— WRITTEN EXERCISE 1 —
In the post about Justice Rothstein's talk, what was the vote split in the recent Supreme Court of Canada fair dealing decision?
— WRITTEN EXERCISE 2 —
Shorten the paragraph starting "Two weeks ago, I traveled" in the post about Justice Rothstein's talk, keeping its main facts.

— READING PASSAGE —

---

Two weeks ago, I traveled to Toronto’s far north for a lunch
presentation (recorded on video as part of the excellent IP Osgoode Speaker Series) from the Honourable Mr. Justice
Marshall Rothstein of Canada’s Supreme Court. Justice Rothstein was the author of
the dissent in the recent 5-4 SCC fair dealing decision that went against the
interests of writers and publishers, and is right now being broadly
misinterpreted by shortsighted educational administrations keen on saving
money.
Justice Rothstein was wise, charming and occasionally
hilarious in his presentation. “Everyone at the Supreme Court thinks they’re an
expert on copyright,” he quipped. On the topic of whether or not broad
unlicensed classroom copying has suddenly been legitimized by the SCC, he referred to his dissenting opinion in the Access Copyright case,
“private study couldn't mean hundreds of thousands of copies made across a province as part of an organized program of
instruction.”

---

— RECORD LIST —
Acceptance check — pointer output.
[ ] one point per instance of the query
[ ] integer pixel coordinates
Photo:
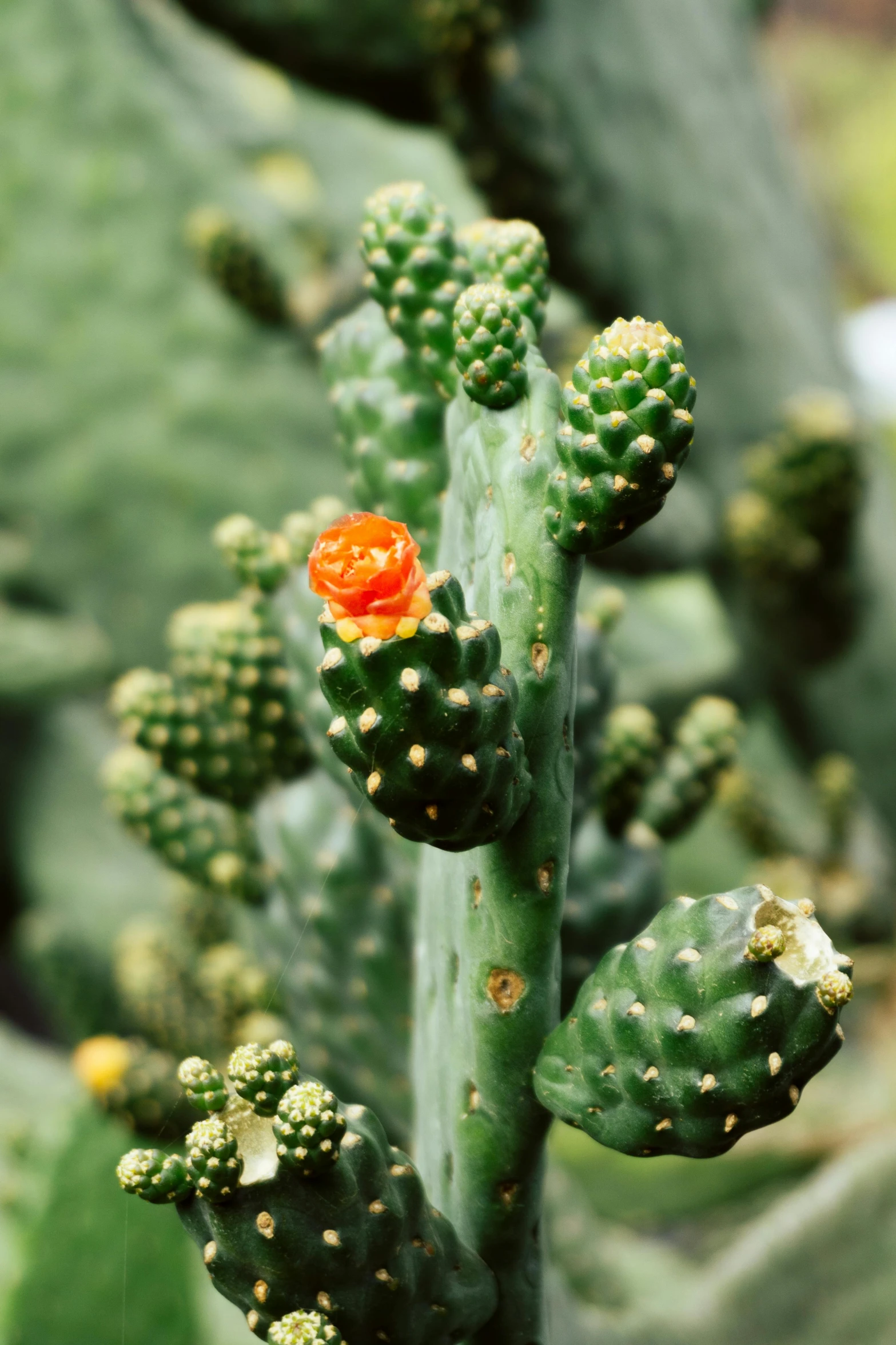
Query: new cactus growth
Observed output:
(703, 1028)
(449, 705)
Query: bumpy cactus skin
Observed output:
(491, 346)
(416, 272)
(262, 1075)
(206, 840)
(359, 1242)
(511, 253)
(684, 1040)
(390, 424)
(153, 1176)
(626, 431)
(426, 724)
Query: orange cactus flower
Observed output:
(367, 569)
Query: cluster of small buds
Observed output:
(261, 1075)
(308, 1129)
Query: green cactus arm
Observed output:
(237, 264)
(625, 432)
(706, 1026)
(345, 886)
(314, 1207)
(513, 255)
(706, 743)
(416, 272)
(489, 919)
(629, 753)
(389, 420)
(205, 840)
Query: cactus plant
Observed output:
(453, 711)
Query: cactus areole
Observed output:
(449, 707)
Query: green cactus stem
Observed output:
(426, 724)
(203, 1085)
(489, 919)
(491, 346)
(416, 272)
(213, 1161)
(308, 1129)
(153, 1176)
(205, 840)
(304, 1329)
(626, 431)
(236, 263)
(629, 753)
(513, 255)
(708, 1025)
(706, 743)
(389, 420)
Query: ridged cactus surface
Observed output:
(416, 272)
(626, 431)
(426, 720)
(707, 1025)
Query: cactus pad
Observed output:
(262, 1075)
(206, 840)
(489, 346)
(629, 749)
(203, 1085)
(213, 1160)
(511, 253)
(360, 1243)
(426, 724)
(416, 272)
(257, 557)
(682, 1041)
(706, 743)
(390, 423)
(308, 1129)
(304, 1329)
(153, 1176)
(626, 428)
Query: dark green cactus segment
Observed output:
(489, 346)
(236, 263)
(682, 1041)
(232, 656)
(362, 1243)
(213, 1160)
(308, 1129)
(264, 1074)
(791, 534)
(426, 724)
(203, 1085)
(304, 1329)
(153, 1176)
(625, 431)
(629, 752)
(257, 557)
(706, 743)
(206, 840)
(390, 424)
(511, 253)
(416, 272)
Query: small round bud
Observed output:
(205, 1087)
(835, 990)
(767, 943)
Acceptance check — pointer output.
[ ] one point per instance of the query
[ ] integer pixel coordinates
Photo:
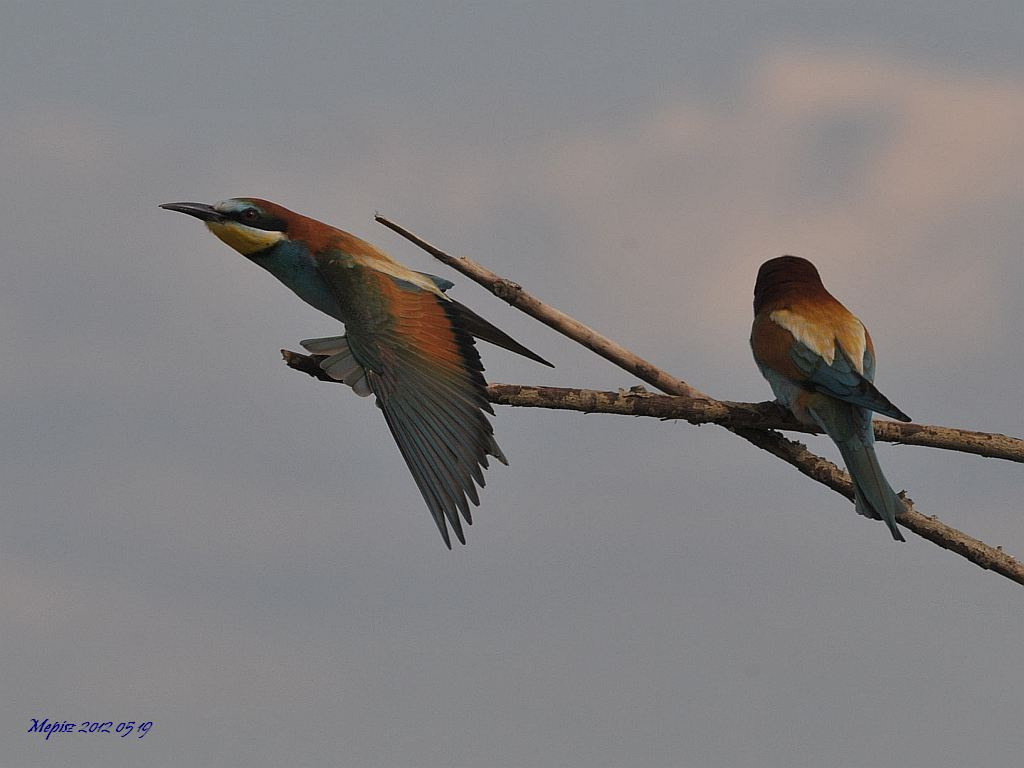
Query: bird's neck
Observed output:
(292, 263)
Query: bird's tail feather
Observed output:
(873, 496)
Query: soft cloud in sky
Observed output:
(197, 536)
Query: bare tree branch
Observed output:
(638, 401)
(753, 422)
(761, 435)
(514, 295)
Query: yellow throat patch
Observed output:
(245, 240)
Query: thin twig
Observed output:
(808, 463)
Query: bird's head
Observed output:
(784, 276)
(247, 224)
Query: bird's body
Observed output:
(819, 360)
(406, 341)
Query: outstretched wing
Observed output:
(790, 350)
(842, 381)
(421, 364)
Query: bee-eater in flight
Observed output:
(819, 360)
(406, 341)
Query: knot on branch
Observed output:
(506, 290)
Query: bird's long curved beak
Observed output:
(199, 210)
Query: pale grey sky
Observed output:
(196, 536)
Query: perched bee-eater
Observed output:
(406, 342)
(819, 360)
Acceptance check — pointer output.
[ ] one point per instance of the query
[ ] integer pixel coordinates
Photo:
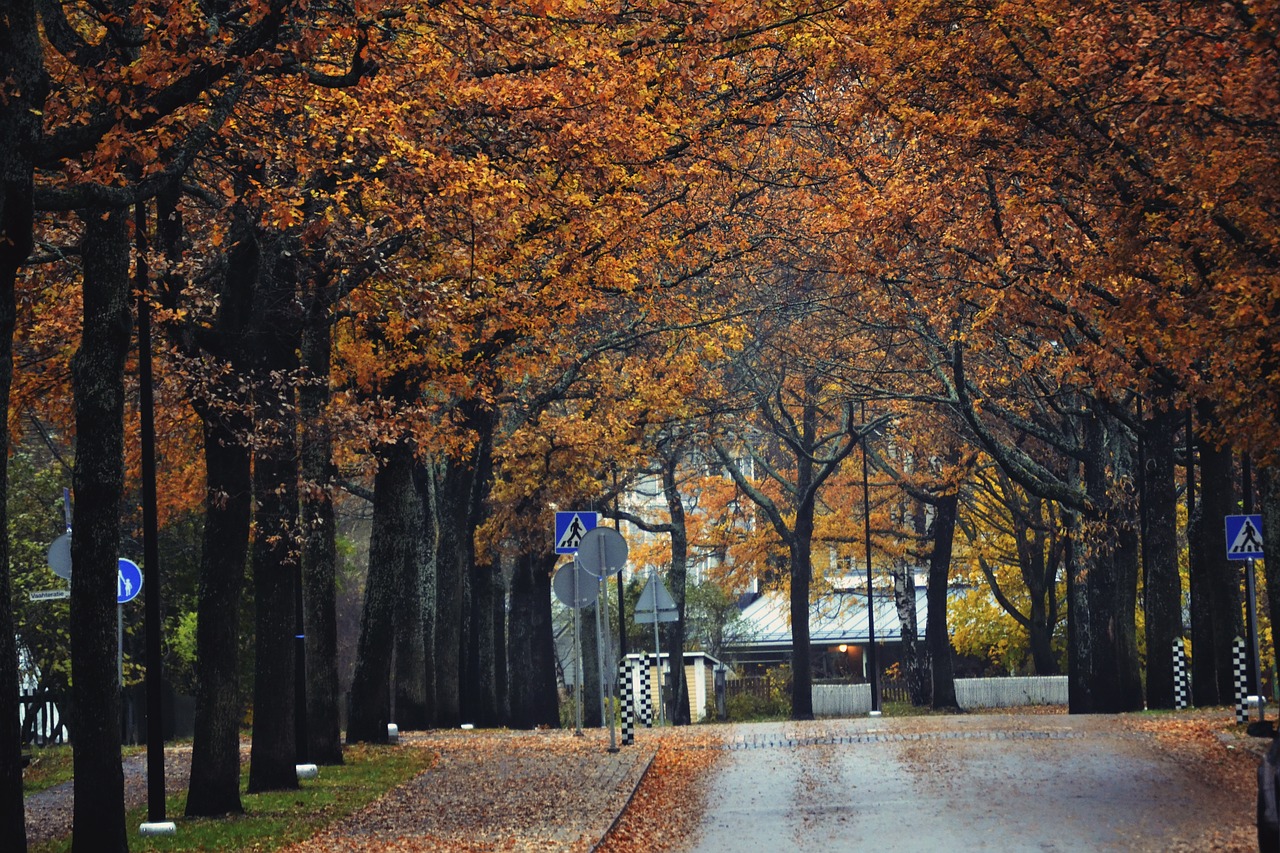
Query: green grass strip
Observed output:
(275, 819)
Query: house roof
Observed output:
(837, 616)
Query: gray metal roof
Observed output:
(833, 617)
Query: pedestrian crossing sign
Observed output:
(570, 528)
(1244, 537)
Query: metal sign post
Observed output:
(656, 605)
(603, 552)
(1244, 542)
(576, 591)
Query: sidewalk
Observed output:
(499, 790)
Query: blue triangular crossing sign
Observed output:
(570, 528)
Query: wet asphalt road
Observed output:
(972, 783)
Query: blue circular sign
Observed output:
(129, 582)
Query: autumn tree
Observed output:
(1006, 528)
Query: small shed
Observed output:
(699, 674)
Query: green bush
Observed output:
(746, 707)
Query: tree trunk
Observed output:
(677, 576)
(914, 662)
(487, 644)
(391, 548)
(412, 706)
(1162, 591)
(1040, 637)
(1221, 578)
(1269, 491)
(1203, 678)
(277, 568)
(592, 692)
(21, 115)
(941, 664)
(531, 644)
(215, 763)
(97, 381)
(801, 651)
(915, 653)
(214, 788)
(319, 543)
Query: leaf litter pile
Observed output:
(1212, 748)
(498, 790)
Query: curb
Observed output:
(627, 803)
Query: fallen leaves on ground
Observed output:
(1210, 747)
(497, 790)
(668, 806)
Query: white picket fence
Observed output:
(853, 699)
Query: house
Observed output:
(840, 629)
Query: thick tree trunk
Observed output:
(1107, 591)
(12, 811)
(487, 644)
(214, 788)
(677, 579)
(1269, 492)
(277, 566)
(215, 763)
(97, 381)
(501, 673)
(531, 644)
(21, 115)
(319, 543)
(1040, 635)
(941, 662)
(801, 651)
(452, 501)
(412, 706)
(391, 548)
(1162, 592)
(1203, 678)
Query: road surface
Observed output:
(967, 783)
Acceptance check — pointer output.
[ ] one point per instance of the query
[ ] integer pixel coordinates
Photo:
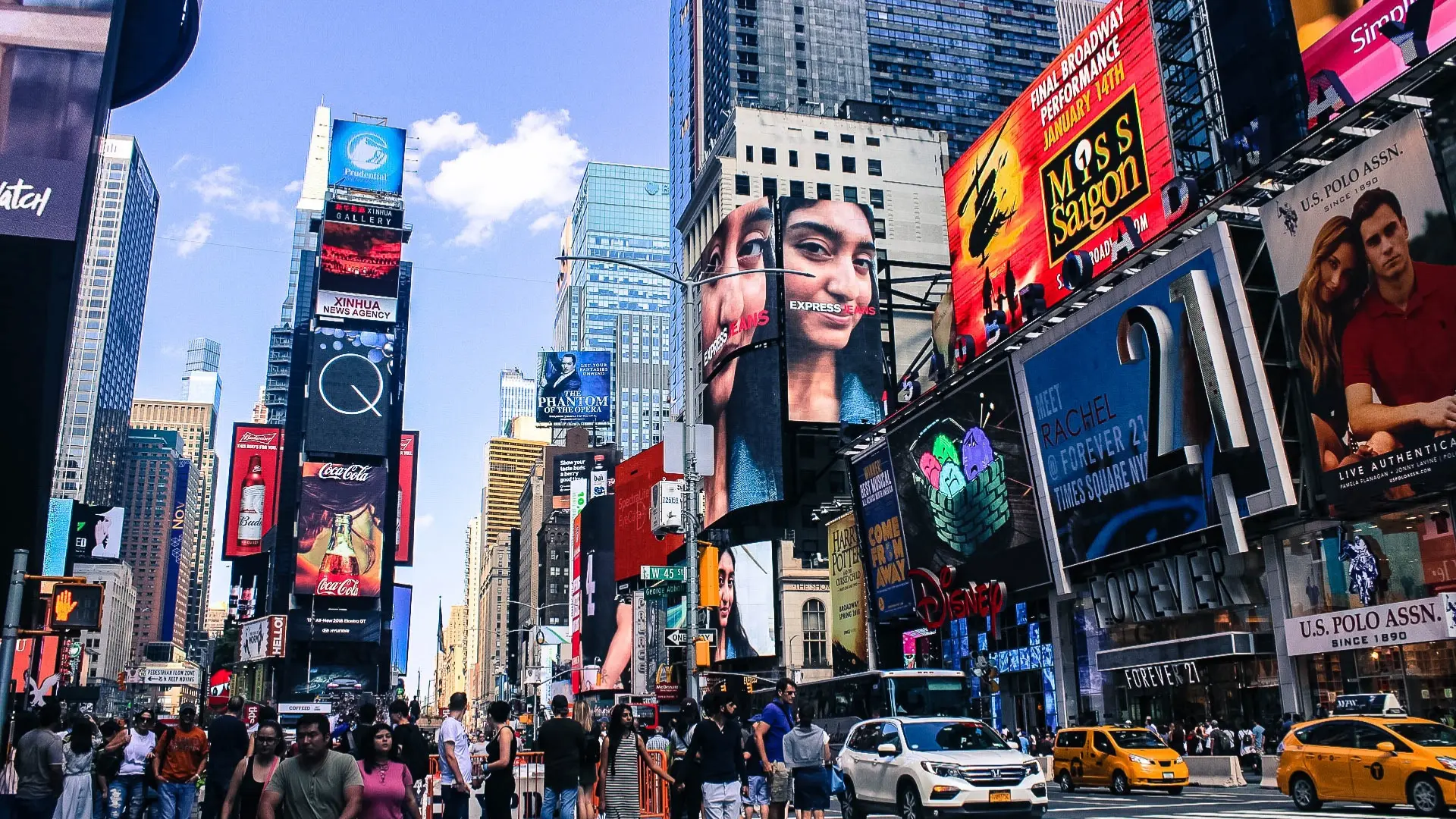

---

— WRITTEN RESPONSE 1 —
5-4

— WRITTEN RESPONSE 2 —
Two weeks ago, I went to Toronto's far north for a lunch talk by Justice Marshall Rothstein of Canada's Supreme Court, recorded on video for the IP Osgoode Speaker Series. He wrote the dissent in the recent 5-4 fair dealing decision. That decision went against writers and publishers, and shortsighted educational administrations trying to save money are now widely misreading it.